● **Lesetext**
⁂

Weniger Mitglieder, weniger finanzielle Möglichkeiten – viele Kirchengemeinden müssen sich neu aufstellen. Besonders beliebt: eine Fusion. Ich glaube aber, in den meisten Fällen wäre eine Übernahme die bessere Lösung. 

Der Trend hält nicht nur an, sondern nimmt (Stand jetzt) sogar ordentlich Fahrt auf: immer weniger Menschen sind Mitglied einer christlichen Kirche. Und da wir als Kirchen den Großteil unserer Einnahmen aus der Kirchensteuer, also den Mitgliedschaftsbeiträgen, gewinnen, heißt das letztlich auch: die allermeisten Gemeinden stehen (absehbar) vor der Herausforderung, dass sehr viel weniger Geld zur Verfügung steht.

Dazu kommt, dass auch immer weniger Pastor:innen von der Landeskirche angestellt werden können und gleichzeitig müssen sehr viele Gemeindehäuser und Kirchen saniert werden.

Und dann kommt auch noch hinzu, dass in vielen Gemeinden die Besuchszahlen zurückgehen. Also nicht nur weniger Mitglieder, sondern auch weniger Ehrenamtliche, weniger Gottesdienstbesucher:innen etc.

Faktisch haben wir also in vielen Fällen weniger Geld, weniger Pastor:innen, weniger Besucher:innen – aber nicht zwingend weniger Ausgaben, die auf uns warten.

Was kann man als Gemeinde tun?

Ursprünglich gab es mal innerhalb der landeskirchlichen Struktur sehr viele einzelne Gemeinden in Deutschland. Jede Gemeinde hatte ein sog. „Gemeindegebiet“, für das war man zuständig. Vereinfacht gesagt: eine Kirche, ein:e Pastor:in, ein (zu betreuendes) Gemeindegebiet.

Schon seit längerer Zeit hat sich dieses System so aber nicht mehr getragen und oft wurde dann eine (meist so genannte) „Fusion“ angestrebt. Das heißt: mindestens zwei Gemeinden haben sich zusammengetan.

Die Fusion

Manchmal hat man dann gesagt: wir behalten beide Kirchen, aber es gibt nur noch abwechselnd dort Gottesdienste. Manchmal wurden so aus zwei Pastor:innen nur noch ein:e. Manchmal wurden Gebäude geschlossen und man hat sich auf einen Standort geeinigt… letztlich gilt: Fusion kann schon sehr verschieden gestaltet werden.

Aber: Grundsatz ist eigentlich erstmal immer, dass sich zwei Gemeinden auf Augenhöhe begegnen und man überlegt dann gemeinsam, wie man zukünftig zusammen unterwegs sein kann.

⁂

● **Aufgeführte Einträge**
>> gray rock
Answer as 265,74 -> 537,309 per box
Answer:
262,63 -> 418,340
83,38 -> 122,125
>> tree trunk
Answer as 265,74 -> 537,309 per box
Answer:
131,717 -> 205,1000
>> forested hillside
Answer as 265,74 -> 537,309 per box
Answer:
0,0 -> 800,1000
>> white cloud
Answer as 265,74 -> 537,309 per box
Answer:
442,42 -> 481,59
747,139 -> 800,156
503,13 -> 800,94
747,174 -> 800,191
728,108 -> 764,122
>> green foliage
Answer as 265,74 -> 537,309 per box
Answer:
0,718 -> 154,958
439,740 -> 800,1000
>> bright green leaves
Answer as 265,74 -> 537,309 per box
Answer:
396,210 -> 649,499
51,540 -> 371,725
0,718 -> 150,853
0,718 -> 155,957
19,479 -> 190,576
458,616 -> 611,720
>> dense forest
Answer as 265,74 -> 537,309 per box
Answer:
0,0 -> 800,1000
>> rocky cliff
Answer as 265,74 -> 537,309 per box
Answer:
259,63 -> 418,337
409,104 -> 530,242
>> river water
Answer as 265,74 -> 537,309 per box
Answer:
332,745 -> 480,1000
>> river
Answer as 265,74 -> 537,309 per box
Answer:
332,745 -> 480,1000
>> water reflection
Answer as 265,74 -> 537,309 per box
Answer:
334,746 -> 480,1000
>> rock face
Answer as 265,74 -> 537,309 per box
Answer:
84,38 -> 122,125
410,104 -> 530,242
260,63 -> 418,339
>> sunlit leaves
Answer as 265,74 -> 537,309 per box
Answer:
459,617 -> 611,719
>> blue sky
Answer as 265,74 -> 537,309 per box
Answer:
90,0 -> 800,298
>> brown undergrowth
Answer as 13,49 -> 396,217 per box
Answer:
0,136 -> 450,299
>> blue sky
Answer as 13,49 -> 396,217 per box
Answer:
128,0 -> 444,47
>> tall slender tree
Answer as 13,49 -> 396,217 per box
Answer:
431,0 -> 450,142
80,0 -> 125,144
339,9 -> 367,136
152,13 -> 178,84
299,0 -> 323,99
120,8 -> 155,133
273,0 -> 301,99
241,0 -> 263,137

⁂

● **Aufgabenstellung**
Schreibe den Abschnitt des Lesetexts, der mit den Worten „Schon seit längerer“ anfängt und mit „haben sich zusammengetan.“ aufhört, um und setze dabei „Modell“ an die Stelle von „System“. Die Einträge werden hier nicht benötigt.

● **Gelöste Aufgabe**
Schon seit längerer Zeit hat sich dieses Modell so aber nicht mehr getragen und oft wurde dann eine (meist so genannte) „Fusion“ angestrebt. Das heißt: mindestens zwei Gemeinden haben sich zusammengetan.